_CONSIGNE A_
Dans le récit de randonnée, combien d'heures de marche restent-il encore selon la passante ?

_DOCUMENT SOURCE_
Loin du précipice, les pottoks broutent, juments avec leurs poulains de l'année dressés sur leurs pattes frêles qu'elles câlinent à larges coups de langue. Les grillons se sont tus. Est-ce l'heure de la sieste, ou bien avons-nous dépassé l'altitude à laquelle ils subsistent ? Il est vrai que nous constatons par paliers les changements de végétation, auxquels doivent correspondre également des différences dans la faune. Sur les crêtes, seules des plantes courtes aux formes arrondies subsistent, alors qu'au fur et à mesure que nous descendons dans des vallons, nous voyons les buissons croître et les arbres se mettre à pousser. Le mois de mai nous offre le plaisir d'admirer des myriades de fleurs, petites ou grandes, de toutes les couleurs, qui sont un enchantement pour les yeux. Enfin le soleil réussit à vaincre l'humidité ambiante, et nous nous étalons dans les herbes douces et tièdes où nous aimerions nous abandonner aux bras de Morphée. Las ! Une passante nous indique complaisamment que nous n'avons parcouru que la moitié du chemin. Il est bientôt deux heures de l'après-midi, et d'après elle, il nous reste encore quatre bonnes heures de marche ! Alain s'affole. Exceptionnellement, il a décidé de proposer ses cours un jour férié : il doit être rentré de bonne heure pour travailler. Allez ! Tout le monde debout ! Comme nous faisons un aller simple, tout le monde doit suivre pour rejoindre les deux voitures laissées avant le départ à Saint Etienne de Baïgorri pour nous éviter de revenir en stop à Bidarray, ou bien d'être obligés d'effectuer une boucle, bien trop longue pour une seule journée. J'ai du mal à me relever et j'espère bien que la dame d'un certain âge qui nous renseignait a surévalué la durée. Elle prétend que nous avons de nouveau une côte à monter aussi raide et aussi longue que celle qui nous a mené jusqu'aux crêtes. Cela nous paraît peu vraisemblable, mais nous verrons bien.

_ENREGISTREMENTS EXTRAITS_
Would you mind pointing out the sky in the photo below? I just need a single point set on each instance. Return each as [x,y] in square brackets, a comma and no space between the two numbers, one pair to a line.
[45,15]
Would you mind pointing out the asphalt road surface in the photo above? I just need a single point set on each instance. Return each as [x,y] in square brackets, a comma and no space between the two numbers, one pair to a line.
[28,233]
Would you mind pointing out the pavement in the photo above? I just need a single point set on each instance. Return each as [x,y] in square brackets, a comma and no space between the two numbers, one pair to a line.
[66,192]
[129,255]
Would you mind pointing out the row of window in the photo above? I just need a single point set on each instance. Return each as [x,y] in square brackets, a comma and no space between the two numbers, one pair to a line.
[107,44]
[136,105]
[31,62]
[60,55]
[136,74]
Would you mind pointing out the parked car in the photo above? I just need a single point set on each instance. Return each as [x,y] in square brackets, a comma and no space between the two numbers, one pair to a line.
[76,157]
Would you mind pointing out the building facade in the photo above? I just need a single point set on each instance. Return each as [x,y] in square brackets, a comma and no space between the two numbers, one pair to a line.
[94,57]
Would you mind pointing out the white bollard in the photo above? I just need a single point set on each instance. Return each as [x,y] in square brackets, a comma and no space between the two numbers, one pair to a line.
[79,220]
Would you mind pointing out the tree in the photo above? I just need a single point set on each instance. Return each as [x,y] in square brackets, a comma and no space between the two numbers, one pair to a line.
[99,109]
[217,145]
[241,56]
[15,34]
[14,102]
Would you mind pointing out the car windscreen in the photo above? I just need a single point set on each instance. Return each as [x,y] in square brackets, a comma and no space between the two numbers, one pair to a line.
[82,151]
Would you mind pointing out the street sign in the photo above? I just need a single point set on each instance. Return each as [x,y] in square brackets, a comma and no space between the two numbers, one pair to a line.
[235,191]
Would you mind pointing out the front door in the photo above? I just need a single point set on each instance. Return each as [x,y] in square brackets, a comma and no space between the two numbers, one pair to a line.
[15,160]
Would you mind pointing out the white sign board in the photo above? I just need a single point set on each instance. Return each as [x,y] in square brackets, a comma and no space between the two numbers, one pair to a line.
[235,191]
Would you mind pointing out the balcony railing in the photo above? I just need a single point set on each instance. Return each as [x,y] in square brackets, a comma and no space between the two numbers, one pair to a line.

_CONSIGNE B_
Pouvez-vous réécrire les enregistrements depuis la ligne qui contient « Would you mind pointing out the front » jusqu'à la fin des enregistrements, cette ligne comprise, en remplaçant « balcony railing » par « balcony balustrade » et sans rien changer d'autre ?

_RÉSULTAT ATTENDU A_
Encore quatre bonnes heures de marche.

_RÉSULTAT ATTENDU B_
Would you mind pointing out the front door in the photo above? I just need a single point set on each instance. Return each as [x,y] in square brackets, a comma and no space between the two numbers, one pair to a line.
[15,160]
Would you mind pointing out the white sign board in the photo above? I just need a single point set on each instance. Return each as [x,y] in square brackets, a comma and no space between the two numbers, one pair to a line.
[235,191]
Would you mind pointing out the balcony balustrade in the photo above? I just need a single point set on each instance. Return each as [x,y] in square brackets, a comma and no space between the two numbers, one pair to a line.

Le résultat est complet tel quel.